:: Given task A ::
Reproduce the part of the passage on the Deca programming language that opens with the words containing "I would love" and closes with "a List implementation.".
:: Given task B ::
Carry on the passage about the Deca programming language, beginning right after its final sentence.

* start Selected extract *

I would love to personally produce an example of what Deca looks like, but I’m already having enough fun learning Haskell, so here’s an official example of a List implementation.

 
module list
 
import malloc
 
type List<a> = class(e,n) extends Sequence<a> {
  element: a:= e;
  next: @List:= n;
}
 
function cons(element,next) {
  malloc.malloc(pool => new(pool)(List(element,next)))
}
 
function car(lst: @List) {
  match *lst {
    case Cons(head,tail) => Some(head)
    case Nil => None
  }
}
 
function cdr(lst: @List) {
  match *lst {
    case Cons(head,tail) => tail
    case Nil => Nil
  }
}
 
end

Conclusion

The thesis itself also compares Deca to other modern high-level languages for systems programming like Clay, BitC, Cyclone and Java “with magic”. That section didn’t feel too important, the resolution is simply that Deca is better.

* end Selected extract *
* start Data excerpt *

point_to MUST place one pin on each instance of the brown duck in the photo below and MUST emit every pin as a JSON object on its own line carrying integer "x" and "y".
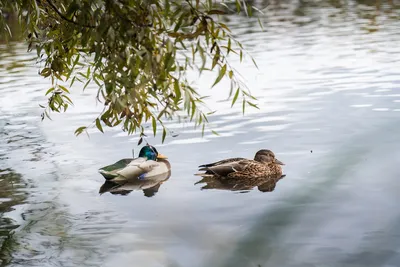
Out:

* end Data excerpt *

:: Right answer A ::
I would love to personally produce an example of what Deca looks like, but I’m already having enough fun learning Haskell, so here’s an official example of a List implementation.

:: Right answer B ::
Unfortunately though, Deca itself doesn’t look to be ready for real-world use just yet. Even though the language itself is pretty much defined and its grammar is known, no complete compiler yet exists. The official compiler, decac, developed by Gottlieb doesn’t yet support all the features and I’ve heard rumors it has been scrapped and is being developed anew because some fundamental issues were discovered.

All in all, this looks like an interesting language to keep an eye on if you’re a systems programmer, but I feel C will be the king for a long while yet.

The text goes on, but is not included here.